* [Work request] Lines of the records that hold the word "orange" are to be counted; give the number and nothing more.

Dataset entries
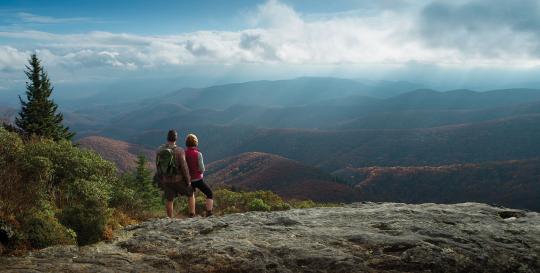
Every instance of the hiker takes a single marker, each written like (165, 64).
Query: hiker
(172, 174)
(195, 163)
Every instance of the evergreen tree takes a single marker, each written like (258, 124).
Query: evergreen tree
(38, 115)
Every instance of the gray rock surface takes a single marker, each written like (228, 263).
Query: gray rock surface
(369, 237)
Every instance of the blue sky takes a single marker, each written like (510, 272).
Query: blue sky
(446, 44)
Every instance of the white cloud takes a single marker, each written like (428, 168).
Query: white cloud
(33, 18)
(279, 34)
(11, 58)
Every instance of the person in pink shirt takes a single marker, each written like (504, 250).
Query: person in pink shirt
(195, 162)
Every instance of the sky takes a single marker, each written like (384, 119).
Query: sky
(445, 44)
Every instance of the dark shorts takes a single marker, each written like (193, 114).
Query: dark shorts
(202, 187)
(172, 190)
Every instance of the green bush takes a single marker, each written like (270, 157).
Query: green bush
(43, 231)
(257, 204)
(87, 219)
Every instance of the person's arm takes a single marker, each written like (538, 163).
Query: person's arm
(184, 170)
(201, 163)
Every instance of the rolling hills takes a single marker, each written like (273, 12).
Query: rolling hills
(287, 178)
(123, 154)
(508, 183)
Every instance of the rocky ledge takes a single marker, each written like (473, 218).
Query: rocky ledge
(367, 237)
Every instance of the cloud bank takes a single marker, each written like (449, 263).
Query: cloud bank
(472, 33)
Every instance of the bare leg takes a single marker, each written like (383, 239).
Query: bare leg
(191, 205)
(169, 207)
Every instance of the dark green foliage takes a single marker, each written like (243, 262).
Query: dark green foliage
(227, 201)
(87, 219)
(137, 191)
(38, 115)
(44, 231)
(41, 177)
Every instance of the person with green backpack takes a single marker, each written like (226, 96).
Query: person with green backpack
(172, 174)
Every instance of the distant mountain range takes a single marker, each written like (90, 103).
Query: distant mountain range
(287, 178)
(509, 183)
(289, 135)
(123, 154)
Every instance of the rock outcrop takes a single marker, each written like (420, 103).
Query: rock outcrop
(368, 237)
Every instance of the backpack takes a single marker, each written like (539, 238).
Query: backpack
(166, 162)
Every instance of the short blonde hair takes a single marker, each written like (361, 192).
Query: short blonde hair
(191, 140)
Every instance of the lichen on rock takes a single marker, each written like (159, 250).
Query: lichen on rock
(361, 237)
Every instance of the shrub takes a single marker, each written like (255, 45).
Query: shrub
(87, 219)
(257, 204)
(43, 231)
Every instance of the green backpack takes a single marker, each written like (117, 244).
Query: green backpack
(166, 163)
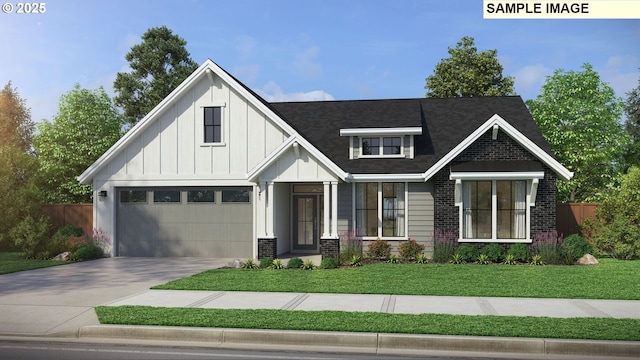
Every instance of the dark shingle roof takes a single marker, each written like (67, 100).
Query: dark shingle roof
(445, 123)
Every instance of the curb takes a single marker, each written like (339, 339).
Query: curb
(371, 343)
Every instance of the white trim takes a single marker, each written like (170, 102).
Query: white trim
(481, 175)
(381, 131)
(562, 172)
(385, 177)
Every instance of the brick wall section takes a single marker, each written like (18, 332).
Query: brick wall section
(267, 247)
(504, 148)
(329, 248)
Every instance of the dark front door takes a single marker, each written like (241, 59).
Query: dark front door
(306, 222)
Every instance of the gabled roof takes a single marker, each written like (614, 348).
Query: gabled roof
(449, 126)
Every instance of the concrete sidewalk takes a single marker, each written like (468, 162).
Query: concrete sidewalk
(398, 304)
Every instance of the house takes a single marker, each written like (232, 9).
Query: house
(214, 170)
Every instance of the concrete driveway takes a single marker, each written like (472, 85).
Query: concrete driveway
(60, 299)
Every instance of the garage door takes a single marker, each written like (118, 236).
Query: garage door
(202, 222)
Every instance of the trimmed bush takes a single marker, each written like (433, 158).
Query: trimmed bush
(520, 252)
(266, 263)
(443, 246)
(410, 250)
(467, 252)
(379, 249)
(574, 247)
(494, 252)
(294, 263)
(328, 263)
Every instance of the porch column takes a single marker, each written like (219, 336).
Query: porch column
(326, 232)
(270, 208)
(334, 209)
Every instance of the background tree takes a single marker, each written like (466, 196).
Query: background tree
(469, 73)
(17, 162)
(158, 65)
(87, 124)
(632, 126)
(579, 115)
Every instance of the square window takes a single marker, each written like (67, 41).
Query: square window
(236, 195)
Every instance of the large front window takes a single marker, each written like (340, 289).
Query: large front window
(380, 209)
(494, 209)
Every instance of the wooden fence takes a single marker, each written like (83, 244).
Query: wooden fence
(76, 214)
(570, 216)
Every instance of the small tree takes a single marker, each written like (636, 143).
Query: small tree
(579, 116)
(158, 65)
(468, 72)
(86, 126)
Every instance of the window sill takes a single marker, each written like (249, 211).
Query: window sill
(496, 240)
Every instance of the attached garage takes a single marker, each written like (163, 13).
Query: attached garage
(202, 222)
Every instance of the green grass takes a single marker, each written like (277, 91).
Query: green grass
(14, 262)
(503, 326)
(612, 279)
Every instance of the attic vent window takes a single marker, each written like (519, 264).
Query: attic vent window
(212, 125)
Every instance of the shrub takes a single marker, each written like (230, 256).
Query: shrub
(249, 264)
(355, 261)
(379, 249)
(483, 259)
(520, 252)
(266, 263)
(294, 263)
(509, 259)
(547, 245)
(88, 251)
(410, 250)
(444, 245)
(574, 247)
(308, 265)
(350, 244)
(30, 236)
(467, 252)
(422, 259)
(494, 252)
(328, 263)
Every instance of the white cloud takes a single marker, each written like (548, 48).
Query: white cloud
(273, 93)
(529, 79)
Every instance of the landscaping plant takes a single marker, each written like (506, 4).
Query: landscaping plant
(467, 252)
(494, 252)
(410, 250)
(443, 245)
(379, 249)
(294, 263)
(574, 247)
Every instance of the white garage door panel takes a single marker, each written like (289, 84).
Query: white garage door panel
(185, 229)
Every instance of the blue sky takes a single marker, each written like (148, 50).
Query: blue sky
(303, 49)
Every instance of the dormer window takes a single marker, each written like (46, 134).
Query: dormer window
(381, 142)
(373, 146)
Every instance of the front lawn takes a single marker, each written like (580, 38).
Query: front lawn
(612, 279)
(505, 326)
(14, 262)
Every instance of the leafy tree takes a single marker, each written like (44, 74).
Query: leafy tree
(17, 162)
(158, 65)
(468, 73)
(632, 125)
(579, 115)
(87, 124)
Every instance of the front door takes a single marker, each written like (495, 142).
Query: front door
(307, 213)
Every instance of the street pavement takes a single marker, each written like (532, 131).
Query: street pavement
(59, 302)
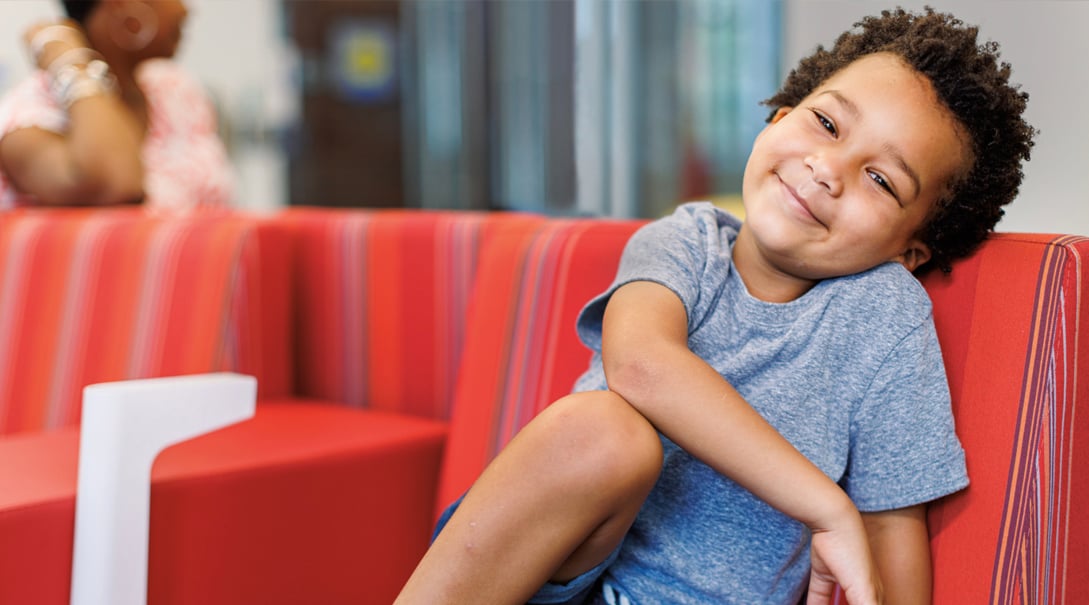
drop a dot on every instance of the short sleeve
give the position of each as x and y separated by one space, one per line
687 251
904 449
31 105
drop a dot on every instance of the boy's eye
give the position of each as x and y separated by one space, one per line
882 182
824 122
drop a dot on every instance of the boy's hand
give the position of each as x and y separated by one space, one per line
841 555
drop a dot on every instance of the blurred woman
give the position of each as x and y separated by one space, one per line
108 118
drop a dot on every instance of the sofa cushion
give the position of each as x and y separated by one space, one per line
381 300
1012 323
522 352
100 295
290 506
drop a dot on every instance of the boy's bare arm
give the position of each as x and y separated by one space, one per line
647 361
901 545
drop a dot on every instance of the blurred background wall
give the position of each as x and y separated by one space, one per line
567 107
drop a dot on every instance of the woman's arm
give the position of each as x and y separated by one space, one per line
901 545
98 160
648 362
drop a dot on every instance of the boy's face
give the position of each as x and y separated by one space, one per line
844 182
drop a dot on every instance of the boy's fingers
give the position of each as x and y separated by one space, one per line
821 591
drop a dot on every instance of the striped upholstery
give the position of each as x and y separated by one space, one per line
522 352
1011 321
381 300
99 295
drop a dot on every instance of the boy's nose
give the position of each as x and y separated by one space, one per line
824 171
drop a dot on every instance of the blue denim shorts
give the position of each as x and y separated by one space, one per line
582 590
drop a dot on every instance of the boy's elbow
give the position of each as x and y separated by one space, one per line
633 375
114 184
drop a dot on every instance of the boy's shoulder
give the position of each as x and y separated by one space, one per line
881 297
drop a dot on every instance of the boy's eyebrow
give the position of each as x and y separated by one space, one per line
896 156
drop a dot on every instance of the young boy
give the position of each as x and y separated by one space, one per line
756 385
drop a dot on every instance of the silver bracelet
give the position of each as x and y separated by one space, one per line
73 83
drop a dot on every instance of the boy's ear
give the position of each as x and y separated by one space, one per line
780 113
916 255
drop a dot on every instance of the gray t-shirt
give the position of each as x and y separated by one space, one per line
851 373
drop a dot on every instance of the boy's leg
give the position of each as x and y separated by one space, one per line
551 506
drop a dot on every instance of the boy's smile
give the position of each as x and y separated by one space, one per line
846 180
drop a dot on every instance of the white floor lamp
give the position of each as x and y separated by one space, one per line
124 427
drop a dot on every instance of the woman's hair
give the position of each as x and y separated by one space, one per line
973 84
78 10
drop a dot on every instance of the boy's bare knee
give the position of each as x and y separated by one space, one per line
613 446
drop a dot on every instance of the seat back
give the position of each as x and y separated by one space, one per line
522 352
381 297
102 295
1012 321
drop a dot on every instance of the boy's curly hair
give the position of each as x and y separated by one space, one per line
973 84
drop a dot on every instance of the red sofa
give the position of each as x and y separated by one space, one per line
398 350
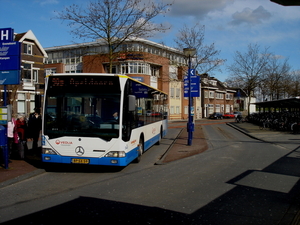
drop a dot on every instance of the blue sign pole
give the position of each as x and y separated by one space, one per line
190 125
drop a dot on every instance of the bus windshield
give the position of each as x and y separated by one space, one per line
82 113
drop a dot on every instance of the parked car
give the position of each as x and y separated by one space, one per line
216 116
229 115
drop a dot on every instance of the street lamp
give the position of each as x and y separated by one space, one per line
190 52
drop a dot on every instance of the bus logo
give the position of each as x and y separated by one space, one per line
79 151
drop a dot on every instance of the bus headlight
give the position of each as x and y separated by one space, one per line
48 151
116 154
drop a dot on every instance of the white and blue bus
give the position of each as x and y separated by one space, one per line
100 119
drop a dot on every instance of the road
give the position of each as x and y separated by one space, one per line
228 184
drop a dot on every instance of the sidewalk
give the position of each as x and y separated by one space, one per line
23 169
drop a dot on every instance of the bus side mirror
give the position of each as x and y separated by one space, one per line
131 103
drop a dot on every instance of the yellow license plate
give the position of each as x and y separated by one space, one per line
81 161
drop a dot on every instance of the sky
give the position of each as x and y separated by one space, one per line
230 24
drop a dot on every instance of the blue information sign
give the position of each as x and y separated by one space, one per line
195 84
10 77
10 59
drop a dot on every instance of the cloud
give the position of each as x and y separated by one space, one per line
250 17
197 8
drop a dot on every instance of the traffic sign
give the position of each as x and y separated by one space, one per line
195 84
6 34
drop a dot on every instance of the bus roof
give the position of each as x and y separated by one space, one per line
104 74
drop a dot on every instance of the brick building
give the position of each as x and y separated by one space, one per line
155 64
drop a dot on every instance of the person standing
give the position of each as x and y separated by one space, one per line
22 134
12 136
35 126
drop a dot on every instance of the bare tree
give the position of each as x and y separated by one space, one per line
206 58
274 77
294 84
249 67
114 21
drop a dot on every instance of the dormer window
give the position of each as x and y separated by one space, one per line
28 49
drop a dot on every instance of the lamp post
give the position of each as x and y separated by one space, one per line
190 52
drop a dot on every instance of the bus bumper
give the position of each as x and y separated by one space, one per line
106 161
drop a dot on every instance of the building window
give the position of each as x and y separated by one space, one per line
220 96
28 49
26 72
229 96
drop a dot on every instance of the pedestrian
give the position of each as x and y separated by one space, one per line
35 127
12 137
22 135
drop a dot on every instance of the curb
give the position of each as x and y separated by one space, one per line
160 161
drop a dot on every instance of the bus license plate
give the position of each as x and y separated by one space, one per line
81 161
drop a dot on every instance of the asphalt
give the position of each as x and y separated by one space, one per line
31 166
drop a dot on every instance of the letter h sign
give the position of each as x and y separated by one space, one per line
6 34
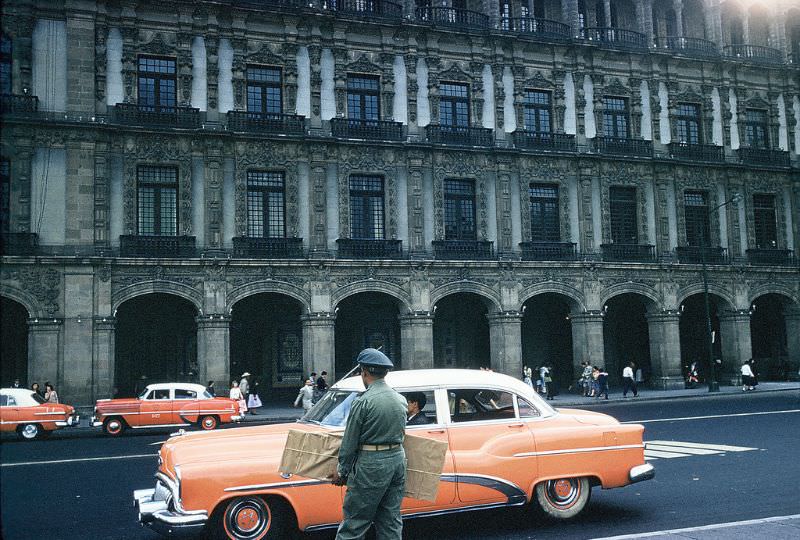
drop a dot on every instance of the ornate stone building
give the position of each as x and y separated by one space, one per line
191 190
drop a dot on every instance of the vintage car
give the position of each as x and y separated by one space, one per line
27 413
165 404
506 447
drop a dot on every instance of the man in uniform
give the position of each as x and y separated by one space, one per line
371 459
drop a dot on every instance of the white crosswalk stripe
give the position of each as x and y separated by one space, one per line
676 449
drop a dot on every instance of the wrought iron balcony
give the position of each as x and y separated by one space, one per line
245 247
696 255
628 252
19 243
377 130
688 46
764 156
697 152
754 53
548 251
350 248
151 116
156 246
460 135
542 28
535 140
623 147
463 19
463 249
256 122
615 37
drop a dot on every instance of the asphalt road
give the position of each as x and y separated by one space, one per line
92 499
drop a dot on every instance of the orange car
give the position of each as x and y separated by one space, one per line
165 404
506 447
27 413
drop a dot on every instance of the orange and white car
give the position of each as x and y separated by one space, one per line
506 447
163 405
27 413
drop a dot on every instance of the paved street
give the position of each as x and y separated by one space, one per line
721 459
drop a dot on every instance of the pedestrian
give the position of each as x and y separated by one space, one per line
373 439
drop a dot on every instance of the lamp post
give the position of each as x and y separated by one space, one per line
713 385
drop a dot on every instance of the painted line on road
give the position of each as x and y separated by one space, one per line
703 528
56 461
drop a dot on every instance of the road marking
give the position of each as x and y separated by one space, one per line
703 528
105 458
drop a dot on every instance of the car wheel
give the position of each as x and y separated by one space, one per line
563 498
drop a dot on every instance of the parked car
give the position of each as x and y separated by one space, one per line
27 413
506 447
165 404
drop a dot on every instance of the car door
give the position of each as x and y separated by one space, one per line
486 436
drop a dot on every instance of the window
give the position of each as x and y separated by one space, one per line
536 111
615 117
366 207
756 128
264 91
157 201
544 213
265 204
623 215
765 221
459 210
688 123
696 210
454 105
157 82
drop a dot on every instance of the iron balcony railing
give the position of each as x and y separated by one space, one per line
623 147
697 152
151 116
754 53
535 140
548 251
615 37
463 249
257 122
628 252
245 247
460 135
459 18
156 246
378 130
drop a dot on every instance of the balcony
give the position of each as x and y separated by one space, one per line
156 246
267 123
689 46
623 147
462 19
460 135
697 152
537 28
376 130
348 248
151 116
245 247
628 252
548 251
697 254
615 37
463 249
552 142
754 53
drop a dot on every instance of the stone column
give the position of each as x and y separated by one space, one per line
505 342
416 340
665 350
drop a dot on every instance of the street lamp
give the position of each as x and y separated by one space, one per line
713 385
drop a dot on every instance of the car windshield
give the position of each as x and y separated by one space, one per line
332 410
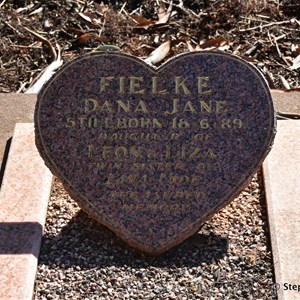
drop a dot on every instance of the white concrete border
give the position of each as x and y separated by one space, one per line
23 205
281 172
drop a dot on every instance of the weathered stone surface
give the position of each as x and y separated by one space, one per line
153 153
282 186
23 205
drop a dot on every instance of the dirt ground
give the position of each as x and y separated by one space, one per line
35 33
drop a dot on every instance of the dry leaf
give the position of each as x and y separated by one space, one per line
285 83
215 42
141 21
159 53
163 14
190 47
296 63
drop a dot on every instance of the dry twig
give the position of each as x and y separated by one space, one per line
43 40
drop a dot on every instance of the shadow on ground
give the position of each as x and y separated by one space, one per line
85 243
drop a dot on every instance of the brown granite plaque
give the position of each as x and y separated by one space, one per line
154 153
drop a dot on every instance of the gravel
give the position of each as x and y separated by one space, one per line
229 258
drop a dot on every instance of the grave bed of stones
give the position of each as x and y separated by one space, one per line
229 258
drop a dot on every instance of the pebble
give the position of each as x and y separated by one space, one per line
228 259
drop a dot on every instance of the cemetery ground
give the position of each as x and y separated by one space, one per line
230 258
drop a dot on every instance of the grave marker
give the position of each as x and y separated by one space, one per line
154 153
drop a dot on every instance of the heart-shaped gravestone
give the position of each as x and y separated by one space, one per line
154 153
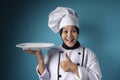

* [Solution below] 2